Requirement: Express the material from the line containing "Study the scene below and determine whether any reddish" through the line containing "xmin=355 ymin=276 xmax=421 ymax=322" as a two-column CSV with headers input and output. Put each text to be answered under input and its answer under output, one row apiece, with every field quoted and line breaks turned into spaces.

++++++

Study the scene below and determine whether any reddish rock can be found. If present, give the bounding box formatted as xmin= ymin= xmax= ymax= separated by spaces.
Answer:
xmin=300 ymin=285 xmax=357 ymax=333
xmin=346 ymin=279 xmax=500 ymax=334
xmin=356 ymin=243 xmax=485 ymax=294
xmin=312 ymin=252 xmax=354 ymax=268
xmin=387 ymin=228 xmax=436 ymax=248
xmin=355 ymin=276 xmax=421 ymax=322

++++++

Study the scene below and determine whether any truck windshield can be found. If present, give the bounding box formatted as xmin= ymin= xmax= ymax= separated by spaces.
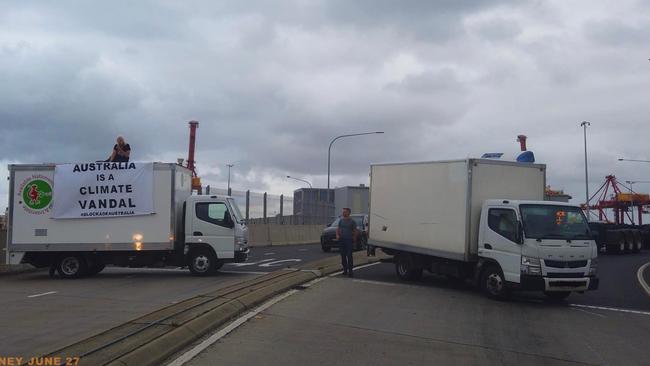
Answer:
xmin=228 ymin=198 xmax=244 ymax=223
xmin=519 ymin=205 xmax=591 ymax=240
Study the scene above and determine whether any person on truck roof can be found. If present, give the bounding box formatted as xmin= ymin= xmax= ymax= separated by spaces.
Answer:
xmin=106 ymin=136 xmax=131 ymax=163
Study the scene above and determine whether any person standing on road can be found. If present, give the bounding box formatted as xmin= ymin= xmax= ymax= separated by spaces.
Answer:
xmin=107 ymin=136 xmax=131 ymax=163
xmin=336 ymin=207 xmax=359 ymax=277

++++++

The reply:
input,output
"Study the scene below and determine whether any reddish rock can be found. If present, give the bounding box formatted as xmin= ymin= xmax= ymax= separated by spaces. Answer:","xmin=300 ymin=285 xmax=357 ymax=333 xmin=346 ymin=279 xmax=500 ymax=334 xmin=356 ymin=243 xmax=485 ymax=294 xmin=312 ymin=252 xmax=354 ymax=268 xmin=387 ymin=228 xmax=436 ymax=248 xmin=355 ymin=276 xmax=421 ymax=322"